Challenge
Can you give the data below as a JSON list of strings, one string per line, with blank lines dropped and the pictures left out?

— begin Input —

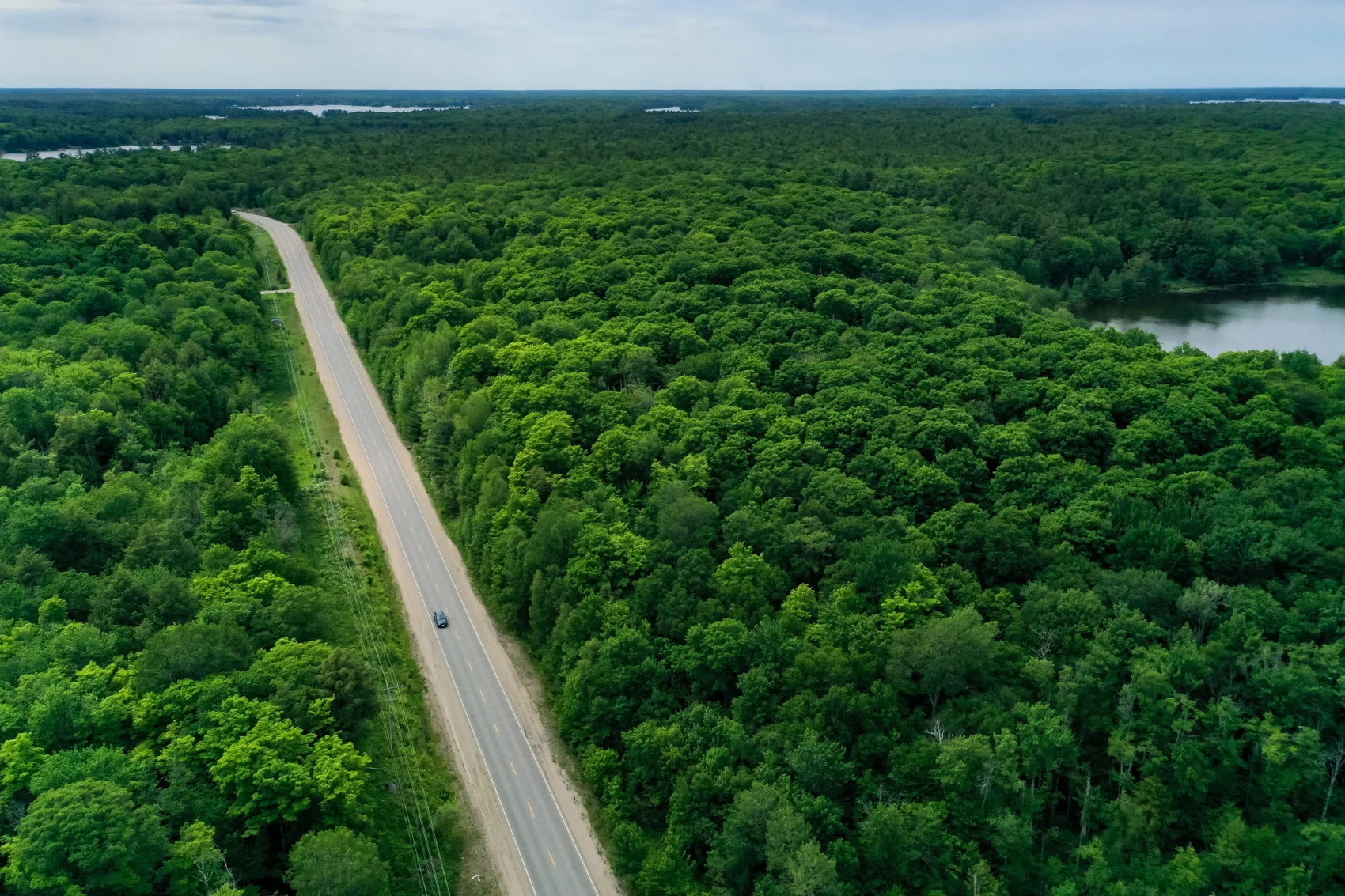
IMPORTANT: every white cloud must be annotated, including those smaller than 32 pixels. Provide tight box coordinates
[0,0,1345,89]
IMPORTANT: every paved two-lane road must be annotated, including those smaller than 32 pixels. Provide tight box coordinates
[240,213,619,896]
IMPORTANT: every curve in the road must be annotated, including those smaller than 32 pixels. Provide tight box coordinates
[240,213,619,896]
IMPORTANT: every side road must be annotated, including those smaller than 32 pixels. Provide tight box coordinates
[238,213,620,896]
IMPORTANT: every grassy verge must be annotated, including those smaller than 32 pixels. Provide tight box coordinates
[254,221,494,896]
[248,217,290,290]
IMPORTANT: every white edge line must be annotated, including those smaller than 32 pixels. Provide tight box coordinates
[309,234,600,896]
[253,219,543,896]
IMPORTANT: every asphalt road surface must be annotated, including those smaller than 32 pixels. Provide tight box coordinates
[240,213,619,896]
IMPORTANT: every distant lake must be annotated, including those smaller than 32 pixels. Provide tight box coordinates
[1076,286,1345,365]
[234,105,471,119]
[0,142,233,161]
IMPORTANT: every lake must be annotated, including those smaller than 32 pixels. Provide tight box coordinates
[0,142,233,161]
[1074,286,1345,363]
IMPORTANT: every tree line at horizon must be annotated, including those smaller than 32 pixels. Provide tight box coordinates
[0,94,1345,896]
[308,143,1345,896]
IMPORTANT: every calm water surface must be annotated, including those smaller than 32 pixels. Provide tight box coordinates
[1076,286,1345,363]
[0,142,233,161]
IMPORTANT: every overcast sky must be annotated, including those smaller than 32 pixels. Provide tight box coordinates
[0,0,1345,90]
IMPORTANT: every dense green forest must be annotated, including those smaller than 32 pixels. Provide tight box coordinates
[0,189,452,896]
[0,94,1345,896]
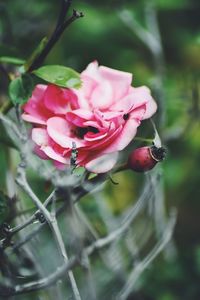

— end Input —

The output
[
  "IMPORTANT: every white cloud must be annotated, including those smaller than 32 pixels. Provide tight box coordinates",
  "[0,0,1345,89]",
  "IMPORTANT: every paved two-lane road must be annotated, including those smaller than 32 pixels. Provide tight box coordinates",
  "[240,213,619,896]",
  "IMPORTANT: every curve in the road must be annotated, including those smaller than 32 pixels. Provide tight box coordinates",
  "[240,213,619,896]",
  "IMPORTANT: every side road must be annotated, including those smaller than 32 pixels. Provide tight box coordinates",
  "[238,213,620,896]",
  "IMPORTANT: every grassy verge must be annotated, including those smaller than 32 pixels. Provide tight box coordinates",
  "[254,221,494,896]",
  "[248,217,290,290]",
  "IMPORTANT: every white edge line must be annotated, including those smaller than 32 pixels. Provide tight box coordinates",
  "[309,234,600,896]",
  "[253,219,543,896]",
  "IMPORTANT: every asphalt road surface must be annotated, including those smaller than 32 pixels. Provide tight box coordinates",
  "[240,213,619,896]",
  "IMPORTANT: every distant lake must be annotated, including those smaller than 32 pixels. Provide tight box coordinates",
  "[1076,286,1345,365]",
  "[234,105,471,119]",
  "[0,142,233,161]",
  "IMPORTANT: every lake must be annotated, including those smaller than 32 pixels. Provide tight box coordinates",
  "[0,142,233,161]",
  "[1074,286,1345,363]",
  "IMPORTANT: every tree line at horizon must be annotated, including those smaller than 32 pixels. Provide tight box coordinates",
  "[0,94,1345,896]",
  "[308,143,1345,896]",
  "IMPORTANT: every calm water surface must be annotated, including those smaller than 32 pixels. Provide tight box coordinates",
  "[1076,286,1345,363]",
  "[0,142,233,161]",
  "IMPORTANT: every overcast sky must be annotated, including those smaller than 32 pixels. Provide tight box coordinates",
  "[0,0,1345,90]",
  "IMPORTANT: every dense green forest must be annotated, including those smaller than 32 pixels. Provide tight box coordinates",
  "[0,189,452,896]",
  "[0,94,1345,896]"
]